Tasks and exercises:
[1] Please rewrite the SdA tutorial diff between "Once the first" and "each auto-encoder.", inclusive, replacing "multilayer" with "multi-layer".
[2] Translate this sentence from the SdA tutorial diff into Spanish: "Each layer is trained as a denoising autoencoder by minimizing the error in reconstructing its input (which is the output code of the previous layer)."

Text segment:

────

Merge pull request lisa-lab#51 from mspandit/sda-edits

lamblin · lamblin · commit 20897f555f62 · 2015-04-07T18:38:44.000-04:00
Edits to SdA tutorial for clarity.
diff --git a/doc/SdA.txt b/doc/SdA.txt
@@ -4,7 +4,7 @@ Stacked Denoising Autoencoders (SdA)
 ====================================
 
 .. note::
-  This section assumes the reader has already read through :doc:`logreg`
+  This section assumes you have already read through :doc:`logreg`
   and :doc:`mlp`. Additionally it uses the following Theano functions
   and concepts : `T.tanh`_, `shared variables`_, `basic arithmetic ops`_, `T.grad`_, `Random numbers`_, `floatX`_. If you intend to run the code on GPU also read `GPU`_.
 
@@ -32,46 +32,48 @@ Stacked Denoising Autoencoders (SdA)
 The Stacked Denoising Autoencoder (SdA) is an extension of the stacked 
 autoencoder [Bengio07]_ and it was introduced in [Vincent08]_. 
 
-This tutorial builds on the previous tutorial :ref:`dA` and we recommend,
-especially if you do not have experience with autoencoders, to read it
+This tutorial builds on the previous tutorial :ref:`dA`.
+Especially if you do not have experience with autoencoders, we recommend reading it
 before going any further.
 
 .. _stacked_autoencoders:
 
 Stacked Autoencoders
 ++++++++++++++++++++
 
-The denoising autoencoders can be stacked to form a deep network by
+Denoising autoencoders can be stacked to form a deep network by
 feeding the latent representation (output code)
-of the denoising auto-encoder found on the layer 
+of the denoising autoencoder found on the layer 
 below as input to the current layer. The **unsupervised pre-training** of such an 
 architecture is done one layer at a time. Each layer is trained as 
-a denoising auto-encoder by minimizing the reconstruction of its input
+a denoising autoencoder by minimizing the error in reconstructing its input
 (which is the output code of the previous layer).
 Once the first :math:`k` layers 
 are trained, we can train the :math:`k+1`-th layer because we can now 
 compute the code or latent representation from the layer below. 
+
 Once all layers are pre-trained, the network goes through a second stage
 of training called **fine-tuning**. Here we consider **supervised fine-tuning**
 where we want to minimize prediction error on a supervised task.
-For this we first add a logistic regression 
+For this, we first add a logistic regression 
 layer on top of the network (more precisely on the output code of the
 output layer). We then
 train the entire network as we would train a multilayer 
 perceptron. At this point, we only consider the encoding parts of
 each auto-encoder.

────

Data supplied:
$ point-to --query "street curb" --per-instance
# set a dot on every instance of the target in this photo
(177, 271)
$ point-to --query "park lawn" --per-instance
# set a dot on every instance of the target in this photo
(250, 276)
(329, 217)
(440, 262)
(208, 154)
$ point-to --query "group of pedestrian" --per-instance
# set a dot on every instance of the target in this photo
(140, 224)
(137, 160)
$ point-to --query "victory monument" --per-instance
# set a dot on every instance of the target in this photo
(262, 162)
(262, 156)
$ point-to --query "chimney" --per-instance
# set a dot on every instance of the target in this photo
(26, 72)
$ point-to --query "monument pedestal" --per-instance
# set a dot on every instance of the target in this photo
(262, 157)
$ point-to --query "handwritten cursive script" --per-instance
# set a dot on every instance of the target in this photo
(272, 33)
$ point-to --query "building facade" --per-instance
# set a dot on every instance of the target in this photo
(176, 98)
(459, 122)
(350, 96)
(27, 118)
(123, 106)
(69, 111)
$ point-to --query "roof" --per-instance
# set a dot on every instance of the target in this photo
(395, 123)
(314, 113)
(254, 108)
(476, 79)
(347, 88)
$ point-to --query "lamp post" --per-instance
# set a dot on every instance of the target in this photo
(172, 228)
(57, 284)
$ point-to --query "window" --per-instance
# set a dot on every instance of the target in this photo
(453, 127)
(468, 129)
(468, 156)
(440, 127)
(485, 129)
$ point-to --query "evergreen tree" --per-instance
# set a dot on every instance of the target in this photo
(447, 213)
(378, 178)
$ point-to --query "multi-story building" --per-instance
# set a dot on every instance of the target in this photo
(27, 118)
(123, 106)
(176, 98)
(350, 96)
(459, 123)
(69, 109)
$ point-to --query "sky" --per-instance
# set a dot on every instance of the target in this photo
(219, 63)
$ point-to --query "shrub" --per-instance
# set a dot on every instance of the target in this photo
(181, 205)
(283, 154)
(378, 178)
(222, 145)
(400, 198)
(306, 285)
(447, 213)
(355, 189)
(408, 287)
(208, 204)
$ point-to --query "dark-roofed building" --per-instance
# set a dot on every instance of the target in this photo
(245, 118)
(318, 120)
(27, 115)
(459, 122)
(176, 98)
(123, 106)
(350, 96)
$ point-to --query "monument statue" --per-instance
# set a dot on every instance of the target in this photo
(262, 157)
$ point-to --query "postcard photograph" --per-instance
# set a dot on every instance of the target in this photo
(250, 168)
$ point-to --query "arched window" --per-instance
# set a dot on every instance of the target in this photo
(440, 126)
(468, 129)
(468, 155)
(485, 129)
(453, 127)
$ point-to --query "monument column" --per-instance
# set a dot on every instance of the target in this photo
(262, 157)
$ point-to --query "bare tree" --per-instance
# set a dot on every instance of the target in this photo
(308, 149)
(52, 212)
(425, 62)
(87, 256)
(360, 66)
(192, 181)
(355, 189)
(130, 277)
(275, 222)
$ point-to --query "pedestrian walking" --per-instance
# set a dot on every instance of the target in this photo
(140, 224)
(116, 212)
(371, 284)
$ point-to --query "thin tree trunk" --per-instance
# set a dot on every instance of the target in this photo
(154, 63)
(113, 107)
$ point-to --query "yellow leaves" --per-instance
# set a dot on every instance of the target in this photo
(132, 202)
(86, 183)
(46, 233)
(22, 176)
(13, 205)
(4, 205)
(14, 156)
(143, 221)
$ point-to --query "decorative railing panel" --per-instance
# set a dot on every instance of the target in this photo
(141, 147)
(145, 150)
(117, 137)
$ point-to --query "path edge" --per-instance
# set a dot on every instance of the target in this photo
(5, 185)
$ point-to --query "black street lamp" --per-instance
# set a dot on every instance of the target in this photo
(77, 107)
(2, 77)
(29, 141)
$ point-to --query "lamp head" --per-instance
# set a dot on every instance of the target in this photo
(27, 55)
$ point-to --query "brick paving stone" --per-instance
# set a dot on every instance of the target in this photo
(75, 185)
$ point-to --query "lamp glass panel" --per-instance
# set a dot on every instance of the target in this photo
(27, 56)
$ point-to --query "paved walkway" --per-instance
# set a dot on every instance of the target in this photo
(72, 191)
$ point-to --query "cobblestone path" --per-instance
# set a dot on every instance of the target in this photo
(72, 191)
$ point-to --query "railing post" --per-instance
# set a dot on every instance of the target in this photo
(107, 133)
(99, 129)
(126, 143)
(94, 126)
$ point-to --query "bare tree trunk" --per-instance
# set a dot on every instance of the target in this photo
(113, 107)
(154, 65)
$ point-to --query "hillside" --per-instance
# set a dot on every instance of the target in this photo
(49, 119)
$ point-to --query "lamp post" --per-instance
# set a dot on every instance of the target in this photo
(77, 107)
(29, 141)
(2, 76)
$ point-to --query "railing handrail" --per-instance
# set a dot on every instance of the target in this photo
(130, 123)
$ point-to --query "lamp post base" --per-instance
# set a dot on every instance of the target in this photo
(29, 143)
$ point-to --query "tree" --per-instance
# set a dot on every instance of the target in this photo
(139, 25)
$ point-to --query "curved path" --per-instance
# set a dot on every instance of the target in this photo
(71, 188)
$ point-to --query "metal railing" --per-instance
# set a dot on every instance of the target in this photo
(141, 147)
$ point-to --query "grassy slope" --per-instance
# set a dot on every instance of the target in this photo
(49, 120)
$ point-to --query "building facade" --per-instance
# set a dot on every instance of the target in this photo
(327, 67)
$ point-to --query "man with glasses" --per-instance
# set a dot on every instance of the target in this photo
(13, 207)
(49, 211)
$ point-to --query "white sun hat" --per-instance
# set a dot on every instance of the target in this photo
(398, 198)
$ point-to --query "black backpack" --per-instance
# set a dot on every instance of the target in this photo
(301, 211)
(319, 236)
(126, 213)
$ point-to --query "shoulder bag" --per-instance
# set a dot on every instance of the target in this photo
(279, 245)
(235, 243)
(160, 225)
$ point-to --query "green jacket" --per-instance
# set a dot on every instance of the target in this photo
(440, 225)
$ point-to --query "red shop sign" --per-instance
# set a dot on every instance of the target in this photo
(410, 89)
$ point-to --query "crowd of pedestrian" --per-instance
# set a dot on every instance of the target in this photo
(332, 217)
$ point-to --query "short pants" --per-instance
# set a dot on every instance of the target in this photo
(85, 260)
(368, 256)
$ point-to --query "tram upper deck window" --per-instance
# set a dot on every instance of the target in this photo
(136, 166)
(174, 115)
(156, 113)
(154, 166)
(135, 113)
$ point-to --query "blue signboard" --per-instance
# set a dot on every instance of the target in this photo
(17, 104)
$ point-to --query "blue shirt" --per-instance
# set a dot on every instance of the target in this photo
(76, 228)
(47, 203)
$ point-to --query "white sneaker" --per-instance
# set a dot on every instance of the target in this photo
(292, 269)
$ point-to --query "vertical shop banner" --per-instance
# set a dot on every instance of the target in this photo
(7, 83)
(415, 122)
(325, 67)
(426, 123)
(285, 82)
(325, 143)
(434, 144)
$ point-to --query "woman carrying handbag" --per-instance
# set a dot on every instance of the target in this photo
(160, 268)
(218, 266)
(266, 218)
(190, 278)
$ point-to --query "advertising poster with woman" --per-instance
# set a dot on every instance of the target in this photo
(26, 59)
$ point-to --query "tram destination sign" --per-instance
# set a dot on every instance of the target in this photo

────

Answers to the exercises:
[1]
Once the first :math:`k` layers 
 are trained, we can train the :math:`k+1`-th layer because we can now 
 compute the code or latent representation from the layer below. 
+
 Once all layers are pre-trained, the network goes through a second stage
 of training called **fine-tuning**. Here we consider **supervised fine-tuning**
 where we want to minimize prediction error on a supervised task.
-For this we first add a logistic regression 
+For this, we first add a logistic regression 
 layer on top of the network (more precisely on the output code of the
 output layer). We then
 train the entire network as we would train a multi-layer 
 perceptron. At this point, we only consider the encoding parts of
 each auto-encoder.

[2] Cada capa se entrena como un autoencoder de eliminación de ruido minimizando el error al reconstruir su entrada (que es el código de salida de la capa anterior).